Portfolio reshaping and results highlights

Growthpoint announced significant leadership changes, with Estienne de Klerk succeeding Norbert Sasse as Group CEO from July 2026 and José Snyders joining as Group CFO in January 2026. The company also disposed of its Capital & Regional stake, realising £50.5 million to strengthen its balance sheet and pursue select opportunities.

Accelerate Property Fund advanced its balance sheet strategy with the sale of the Buzz Shopping Centre and Waterford Centre in Fourways for R215 million, aligning with its broader portfolio repositioning objectives.

Resilient delivered a strong set of interim results for the six months ended 30 June 2025, declaring an interim dividend of 245.72 cents per share, up 12.2% on the prior year. The group reported like-for-like net property income growth of 8.6% across its South African portfolio, as well as double-digit income growth from both Lighthouse Properties and its French shopping centres. Management had guided expectations well, with the 2.3% share price gain in August broadly in line with the sector.

Outlook: Sustained double-digit returns within reach

With valuations more conducive to raising capital and a pipeline of acquisition opportunities emerging, activity levels in the sector are expected to accelerate into late 2025 and 2026. External growth through acquisitions has historically been a strong driver of returns. This is once again on the horizon.

“The sector is now well positioned to deliver distributable income growth above inflation over the medium term,” said Anderson. “Combined with attractive income yields, this should enable listed property to provide investors with double-digit total returns, even after the strong gains of 2024 and early 2025.”

Vukile extends its consistent strong operational performance

Vukile Property Fund (JSE: VKE), the leading specialist retail real estate investment trust (REIT), delivered a strong pre-close trading update for the five months from 1 April to 31 August 2025, confirming it is confidently on track to meet its full-year guidance of at least 8% growth in funds from operations (FFO) and dividends per share (DPS).

Operational strength is evident across Vukile’s portfolio of well-located, high-performing shopping centres, which are designed and managed around the customers and communities they serve. Driving positive momentum is the active integration of recently acquired assets in Spain and Portugal, with both Iberian portfolios delivering outstanding metrics, supported by top-tier performance from the South African portfolio.

Through its 99.5%-held Spanish subsidiary Castellana Properties, Vukile acquired its fifth Portuguese asset, Forum Madeira, for EUR63 million at a yield of 9.5% in April 2025. The transaction places 65% of the group’s more than R50 billion of assets, and 60% of its net property income, offshore.

- Parts of the exercise -
1) Please translate this sentence from the property sector update into Spanish: "External growth through acquisitions has historically been a strong driver of returns."
2) Summarize the property sector update in two sentences.
3) Return the passage of the property sector update from "Growthpoint announced significant" to "portfolio repositioning objectives.", copied word for word.
The material after this point has no connection to the property sector update.

- Material provided -
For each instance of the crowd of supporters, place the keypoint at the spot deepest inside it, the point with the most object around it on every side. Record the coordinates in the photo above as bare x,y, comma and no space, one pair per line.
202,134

- Correct answers -
1) Históricamente, el crecimiento externo mediante adquisiciones ha sido un fuerte motor de la rentabilidad.

2) Listed property companies reported portfolio moves and results: Growthpoint announced leadership changes and sold its Capital & Regional stake, Accelerate Property Fund sold two Fourways centers for R215 million, and Resilient raised its interim dividend by 12.2%. Sector activity is expected to accelerate into late 2025 and 2026, and Vukile reported it is on track for at least 8% growth in FFO and DPS after buying its fifth Portuguese asset, Forum Madeira.

3)
Growthpoint announced significant leadership changes, with Estienne de Klerk succeeding Norbert Sasse as Group CEO from July 2026 and José Snyders joining as Group CFO in January 2026. The company also disposed of its Capital & Regional stake, realising £50.5 million to strengthen its balance sheet and pursue select opportunities.

Accelerate Property Fund advanced its balance sheet strategy with the sale of the Buzz Shopping Centre and Waterford Centre in Fourways for R215 million, aligning with its broader portfolio repositioning objectives.